The term was coined in 1970, but the philosophy reaches back to Florence Nightingale. Servant leaders are relationship-oriented and focus on the needs of their individual nurses. They commit themselves to providing teams with the skills, tools, and resources needed to achieve the best possible outcomes. 

  • Pro: These leaders dedicate their efforts to employee development. They are patient, empathetic, drive diversity and inclusion, and foster goal-oriented environments. They are ideal managers in teaching hospitals, and stand out as nurse educators and clinical leaders. 
  • Con: Servant leaders may come across as more academic than tactical. By placing the needs of nurses at the top of their priority list, they can be susceptible to losing sight of the organization’s strategic objectives. For results-driven, experienced, and autonomous nurses, Servant leadership isn’t always productive. 


This leadership approach emphasizes agility, flexibility, and change. Situational leaders can modify their tactics based on shifting needs, whether within the organization or the ranks of their nurses. They tend to be analytical in their decision making.

  • Pro: They are excellent supervisors for nursing students in clinical settings. 
  • Con: Like Democratic leaders, they can be slow to react, even though they excel in dynamic circumstances. They also have a reputation for diverting from an organization’s long-term strategies. This may turn off established nurses who champion the facility’s stated mission and function better with a clearly defined trajectory.

▸ LISTED RECORDS:

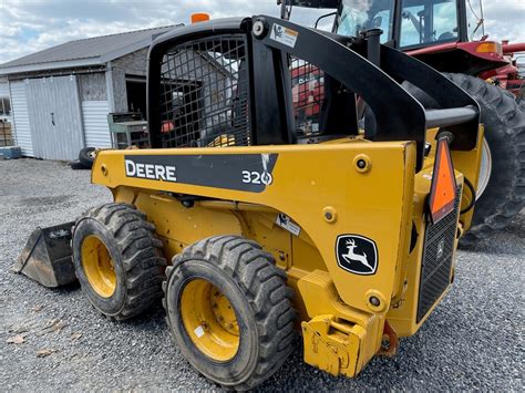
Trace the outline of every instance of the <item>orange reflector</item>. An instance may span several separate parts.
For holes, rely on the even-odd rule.
[[[435,224],[454,210],[456,184],[451,152],[445,138],[437,141],[430,192],[430,214]]]
[[[482,42],[476,46],[477,53],[498,53],[502,54],[502,46],[496,42]]]
[[[189,15],[189,19],[192,20],[193,23],[198,23],[198,22],[206,22],[209,20],[209,13],[206,12],[195,12]]]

▸ PROBLEM A:
In the text on nursing leadership styles, in what settings are situational leaders said to be excellent supervisors for nursing students?
▸ PROBLEM B:
Continue the text on nursing leadership styles from where it stops.

▸ TASK RESPONSE A:
In clinical settings.

▸ TASK RESPONSE B:
“Efficiency is prioritized over building morale,” wrote Aspen University. “Highly bureaucratic healthcare organizations have traditionally utilized transactional leadership strategies to meet short-term goals.” Put another way, these leaders may appear “old school,” and they frequently rely on a rewards and punishment system. Transactional managers are existential—they focus on the moment, not the future. The relationship between these managers and their nurses is predicated on outcomes. Employees must be motivated by rewards and discipline to succeed under this style of leadership.

  • Pro: They’re great problem solvers. They reduce errors, enforce efficiencies, and practice an empirical approach to care, relying on evidence. They are task-oriented, so they lead well in emergency situations and deadlines. 
  • Con: Punishment, for the most part. You may encounter more than a few Transactional leaders who seem more preoccupied with your past mistakes than in cultivating a learning or inspirational environment. 


Although the name would suggest something despotic, Autocratic leaders are not hostile rulers. They do, however, make decisions independently, with little input or consultation from their nurses. 

  • Pro: They think on their feet quickly, give solid direction, and delegate tasks effectively. They concern themselves with protecting patient health and safety, sometimes at a legal or policy level. They perform best in emergency situations.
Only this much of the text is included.